Work order:
Return verbatim the portion of the material below that starts at the line containing "Where can you spot the sunlit" and ends at its last line.
○ ○ ○ ○ ○
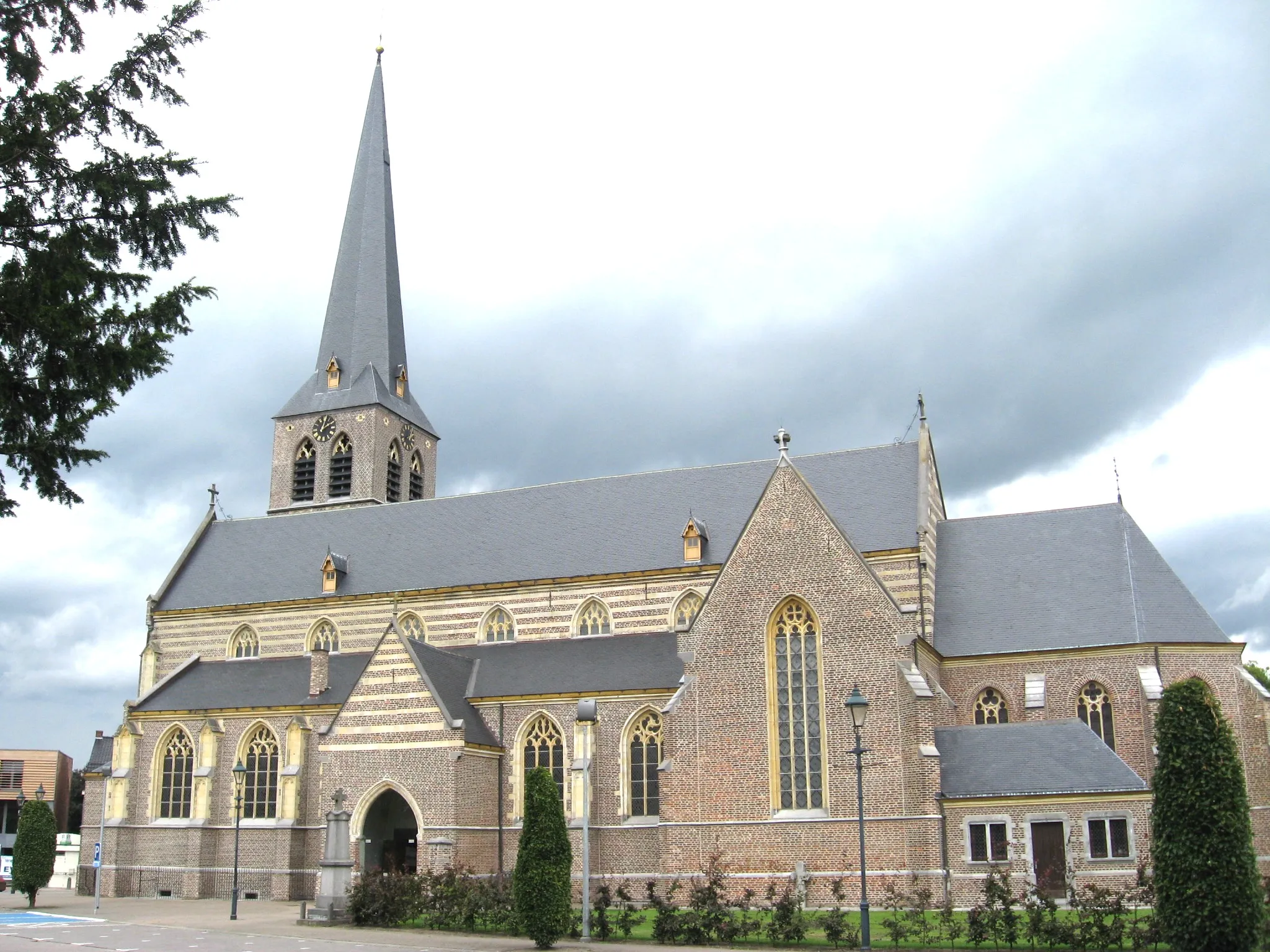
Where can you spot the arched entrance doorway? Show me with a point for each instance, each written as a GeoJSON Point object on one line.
{"type": "Point", "coordinates": [390, 834]}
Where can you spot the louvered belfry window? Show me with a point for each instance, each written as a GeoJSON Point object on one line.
{"type": "Point", "coordinates": [304, 474]}
{"type": "Point", "coordinates": [342, 466]}
{"type": "Point", "coordinates": [646, 757]}
{"type": "Point", "coordinates": [260, 790]}
{"type": "Point", "coordinates": [415, 477]}
{"type": "Point", "coordinates": [177, 786]}
{"type": "Point", "coordinates": [798, 708]}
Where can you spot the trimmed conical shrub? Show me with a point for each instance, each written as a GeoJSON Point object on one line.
{"type": "Point", "coordinates": [1208, 896]}
{"type": "Point", "coordinates": [541, 888]}
{"type": "Point", "coordinates": [35, 850]}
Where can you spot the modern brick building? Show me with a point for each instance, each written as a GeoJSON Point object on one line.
{"type": "Point", "coordinates": [422, 653]}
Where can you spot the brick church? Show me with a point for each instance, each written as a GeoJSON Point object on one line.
{"type": "Point", "coordinates": [422, 653]}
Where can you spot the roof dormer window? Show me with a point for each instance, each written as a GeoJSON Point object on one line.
{"type": "Point", "coordinates": [694, 540]}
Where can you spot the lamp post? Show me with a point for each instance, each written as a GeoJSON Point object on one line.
{"type": "Point", "coordinates": [239, 780]}
{"type": "Point", "coordinates": [582, 764]}
{"type": "Point", "coordinates": [858, 706]}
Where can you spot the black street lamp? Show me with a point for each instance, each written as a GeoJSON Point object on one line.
{"type": "Point", "coordinates": [239, 780]}
{"type": "Point", "coordinates": [858, 706]}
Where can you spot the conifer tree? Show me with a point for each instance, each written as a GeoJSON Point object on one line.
{"type": "Point", "coordinates": [1208, 896]}
{"type": "Point", "coordinates": [541, 889]}
{"type": "Point", "coordinates": [35, 850]}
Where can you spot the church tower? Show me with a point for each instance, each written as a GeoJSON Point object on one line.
{"type": "Point", "coordinates": [353, 434]}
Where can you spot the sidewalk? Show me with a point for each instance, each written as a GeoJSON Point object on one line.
{"type": "Point", "coordinates": [278, 919]}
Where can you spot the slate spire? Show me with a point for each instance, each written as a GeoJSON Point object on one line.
{"type": "Point", "coordinates": [363, 330]}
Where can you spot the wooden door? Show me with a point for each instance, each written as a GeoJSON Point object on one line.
{"type": "Point", "coordinates": [1049, 858]}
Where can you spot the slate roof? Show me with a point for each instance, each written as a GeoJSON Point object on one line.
{"type": "Point", "coordinates": [363, 329]}
{"type": "Point", "coordinates": [102, 757]}
{"type": "Point", "coordinates": [1032, 758]}
{"type": "Point", "coordinates": [1065, 578]}
{"type": "Point", "coordinates": [258, 682]}
{"type": "Point", "coordinates": [564, 530]}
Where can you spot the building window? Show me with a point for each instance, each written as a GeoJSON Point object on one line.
{"type": "Point", "coordinates": [246, 643]}
{"type": "Point", "coordinates": [797, 696]}
{"type": "Point", "coordinates": [324, 638]}
{"type": "Point", "coordinates": [1109, 838]}
{"type": "Point", "coordinates": [544, 747]}
{"type": "Point", "coordinates": [988, 843]}
{"type": "Point", "coordinates": [11, 775]}
{"type": "Point", "coordinates": [177, 785]}
{"type": "Point", "coordinates": [686, 610]}
{"type": "Point", "coordinates": [342, 467]}
{"type": "Point", "coordinates": [1094, 707]}
{"type": "Point", "coordinates": [991, 707]}
{"type": "Point", "coordinates": [499, 626]}
{"type": "Point", "coordinates": [260, 790]}
{"type": "Point", "coordinates": [412, 626]}
{"type": "Point", "coordinates": [646, 749]}
{"type": "Point", "coordinates": [304, 474]}
{"type": "Point", "coordinates": [593, 619]}
{"type": "Point", "coordinates": [415, 477]}
{"type": "Point", "coordinates": [394, 472]}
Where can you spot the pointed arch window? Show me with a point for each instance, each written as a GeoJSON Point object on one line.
{"type": "Point", "coordinates": [990, 707]}
{"type": "Point", "coordinates": [415, 475]}
{"type": "Point", "coordinates": [177, 782]}
{"type": "Point", "coordinates": [1094, 707]}
{"type": "Point", "coordinates": [544, 747]}
{"type": "Point", "coordinates": [394, 472]}
{"type": "Point", "coordinates": [499, 626]}
{"type": "Point", "coordinates": [304, 472]}
{"type": "Point", "coordinates": [686, 610]}
{"type": "Point", "coordinates": [797, 697]}
{"type": "Point", "coordinates": [593, 619]}
{"type": "Point", "coordinates": [324, 637]}
{"type": "Point", "coordinates": [412, 626]}
{"type": "Point", "coordinates": [260, 790]}
{"type": "Point", "coordinates": [646, 756]}
{"type": "Point", "coordinates": [246, 643]}
{"type": "Point", "coordinates": [342, 467]}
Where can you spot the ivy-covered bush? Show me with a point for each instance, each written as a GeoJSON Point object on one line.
{"type": "Point", "coordinates": [541, 886]}
{"type": "Point", "coordinates": [1208, 896]}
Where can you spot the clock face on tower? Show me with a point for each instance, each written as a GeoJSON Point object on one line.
{"type": "Point", "coordinates": [324, 428]}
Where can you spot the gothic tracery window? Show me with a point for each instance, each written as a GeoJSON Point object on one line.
{"type": "Point", "coordinates": [246, 643]}
{"type": "Point", "coordinates": [324, 638]}
{"type": "Point", "coordinates": [686, 610]}
{"type": "Point", "coordinates": [394, 493]}
{"type": "Point", "coordinates": [415, 475]}
{"type": "Point", "coordinates": [798, 707]}
{"type": "Point", "coordinates": [499, 626]}
{"type": "Point", "coordinates": [260, 787]}
{"type": "Point", "coordinates": [177, 783]}
{"type": "Point", "coordinates": [990, 707]}
{"type": "Point", "coordinates": [593, 619]}
{"type": "Point", "coordinates": [646, 756]}
{"type": "Point", "coordinates": [1094, 707]}
{"type": "Point", "coordinates": [342, 467]}
{"type": "Point", "coordinates": [304, 472]}
{"type": "Point", "coordinates": [544, 747]}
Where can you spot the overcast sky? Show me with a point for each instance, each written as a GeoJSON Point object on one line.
{"type": "Point", "coordinates": [637, 238]}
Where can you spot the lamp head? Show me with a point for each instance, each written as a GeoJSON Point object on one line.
{"type": "Point", "coordinates": [858, 706]}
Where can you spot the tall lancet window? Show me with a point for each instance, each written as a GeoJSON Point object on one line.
{"type": "Point", "coordinates": [798, 758]}
{"type": "Point", "coordinates": [415, 477]}
{"type": "Point", "coordinates": [342, 467]}
{"type": "Point", "coordinates": [394, 472]}
{"type": "Point", "coordinates": [304, 472]}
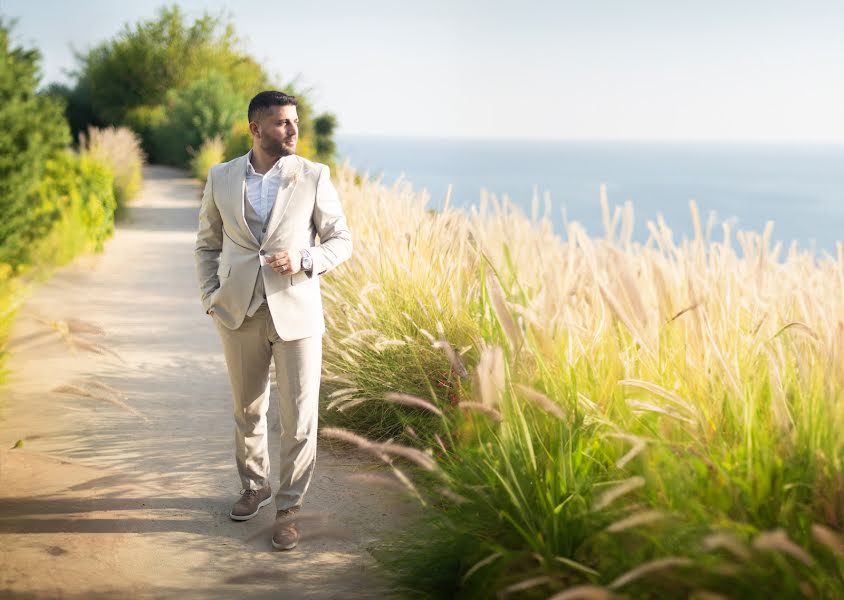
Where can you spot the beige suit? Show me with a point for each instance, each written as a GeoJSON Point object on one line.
{"type": "Point", "coordinates": [288, 327]}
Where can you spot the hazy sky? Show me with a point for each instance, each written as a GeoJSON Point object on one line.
{"type": "Point", "coordinates": [599, 69]}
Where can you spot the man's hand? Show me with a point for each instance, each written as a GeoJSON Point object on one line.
{"type": "Point", "coordinates": [286, 262]}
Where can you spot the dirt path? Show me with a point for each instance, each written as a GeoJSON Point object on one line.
{"type": "Point", "coordinates": [131, 500]}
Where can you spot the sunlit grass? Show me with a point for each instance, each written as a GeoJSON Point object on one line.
{"type": "Point", "coordinates": [657, 420]}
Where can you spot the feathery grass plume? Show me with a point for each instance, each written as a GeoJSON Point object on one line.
○ ○ ○ ○ ○
Completed exercise:
Where can you spot the sunlit grass? Show me with a point for each instance, each written as a GeoJSON Point object on one line.
{"type": "Point", "coordinates": [657, 420]}
Where can you spot the feathery grass plume? Show me with a point for each instance, each written as a GeoJSON Point object on one line.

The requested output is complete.